======== Dataset

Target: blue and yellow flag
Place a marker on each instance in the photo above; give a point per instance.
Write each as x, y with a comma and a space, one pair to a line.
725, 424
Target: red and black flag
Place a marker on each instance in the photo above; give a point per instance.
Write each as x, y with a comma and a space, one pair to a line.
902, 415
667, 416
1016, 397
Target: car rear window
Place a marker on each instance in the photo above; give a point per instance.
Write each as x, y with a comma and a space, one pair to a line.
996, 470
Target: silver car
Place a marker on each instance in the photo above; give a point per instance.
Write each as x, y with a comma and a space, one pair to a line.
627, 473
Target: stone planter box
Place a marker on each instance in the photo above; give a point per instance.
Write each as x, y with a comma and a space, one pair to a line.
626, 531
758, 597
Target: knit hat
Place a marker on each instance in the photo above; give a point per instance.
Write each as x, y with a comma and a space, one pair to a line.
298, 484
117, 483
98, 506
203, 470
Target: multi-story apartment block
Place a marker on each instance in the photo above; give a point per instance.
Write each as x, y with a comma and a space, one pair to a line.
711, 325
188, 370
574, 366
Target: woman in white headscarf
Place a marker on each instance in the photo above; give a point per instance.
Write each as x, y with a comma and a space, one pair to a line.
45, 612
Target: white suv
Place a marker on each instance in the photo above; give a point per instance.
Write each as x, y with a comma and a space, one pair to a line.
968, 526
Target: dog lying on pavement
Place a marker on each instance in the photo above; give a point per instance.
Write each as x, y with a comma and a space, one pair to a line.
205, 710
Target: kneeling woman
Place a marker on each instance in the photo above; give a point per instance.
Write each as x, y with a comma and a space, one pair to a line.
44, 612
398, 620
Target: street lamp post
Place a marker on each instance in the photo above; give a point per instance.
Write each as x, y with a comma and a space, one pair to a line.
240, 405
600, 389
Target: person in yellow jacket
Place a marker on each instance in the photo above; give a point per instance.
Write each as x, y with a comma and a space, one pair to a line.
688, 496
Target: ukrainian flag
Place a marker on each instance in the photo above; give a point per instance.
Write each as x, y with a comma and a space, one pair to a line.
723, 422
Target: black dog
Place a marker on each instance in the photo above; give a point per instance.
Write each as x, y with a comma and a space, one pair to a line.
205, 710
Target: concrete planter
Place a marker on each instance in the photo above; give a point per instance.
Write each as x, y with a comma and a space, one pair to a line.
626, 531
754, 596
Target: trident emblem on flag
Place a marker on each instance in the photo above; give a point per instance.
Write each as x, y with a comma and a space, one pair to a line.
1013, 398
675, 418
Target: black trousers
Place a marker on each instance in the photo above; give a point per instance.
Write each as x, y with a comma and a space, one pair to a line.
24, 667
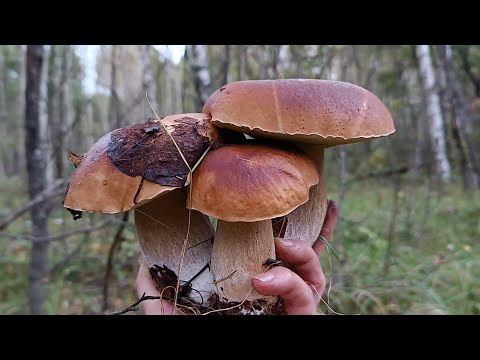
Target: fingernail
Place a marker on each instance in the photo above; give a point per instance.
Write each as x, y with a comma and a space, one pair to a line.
264, 277
286, 243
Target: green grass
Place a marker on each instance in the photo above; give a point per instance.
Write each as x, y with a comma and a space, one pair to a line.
434, 274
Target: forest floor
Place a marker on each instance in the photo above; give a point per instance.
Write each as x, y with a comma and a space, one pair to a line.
429, 265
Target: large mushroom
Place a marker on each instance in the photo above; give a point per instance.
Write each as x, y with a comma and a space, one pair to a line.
139, 168
244, 187
314, 114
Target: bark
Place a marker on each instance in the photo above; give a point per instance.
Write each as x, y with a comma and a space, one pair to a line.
185, 78
274, 73
64, 118
114, 108
3, 115
434, 114
226, 64
242, 61
415, 163
197, 55
148, 81
460, 117
18, 156
36, 146
474, 78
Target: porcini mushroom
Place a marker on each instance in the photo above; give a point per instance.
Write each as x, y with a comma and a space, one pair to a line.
139, 167
314, 114
244, 187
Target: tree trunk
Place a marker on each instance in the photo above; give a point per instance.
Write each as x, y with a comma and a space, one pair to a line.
415, 164
18, 156
148, 81
460, 116
36, 149
197, 56
434, 113
114, 108
226, 64
242, 61
64, 113
3, 115
185, 77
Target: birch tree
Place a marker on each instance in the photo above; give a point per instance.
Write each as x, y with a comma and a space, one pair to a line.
434, 113
3, 115
460, 117
36, 150
148, 81
197, 56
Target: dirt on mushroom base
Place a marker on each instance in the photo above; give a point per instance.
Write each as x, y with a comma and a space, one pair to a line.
214, 305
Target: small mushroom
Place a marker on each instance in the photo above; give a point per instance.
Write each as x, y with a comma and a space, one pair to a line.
244, 187
139, 168
314, 114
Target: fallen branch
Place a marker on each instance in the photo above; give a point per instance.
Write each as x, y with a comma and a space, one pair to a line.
134, 307
116, 242
55, 189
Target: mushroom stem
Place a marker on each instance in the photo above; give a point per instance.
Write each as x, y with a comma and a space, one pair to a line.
306, 221
239, 252
161, 227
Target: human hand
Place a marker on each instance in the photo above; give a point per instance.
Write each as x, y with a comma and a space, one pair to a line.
299, 288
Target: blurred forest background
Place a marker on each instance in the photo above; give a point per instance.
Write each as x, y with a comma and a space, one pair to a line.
410, 209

================

Can you reproduce, line for line, the rows above, starting with the line that contains "Target: blurred forest background" and going on through the last of the rows?

■ Exercise response:
Target: blurred forest background
Place a marker on each instance in the photo above; give a point per instance.
Write each as x, y with a comma and a space, one pair to a line.
410, 209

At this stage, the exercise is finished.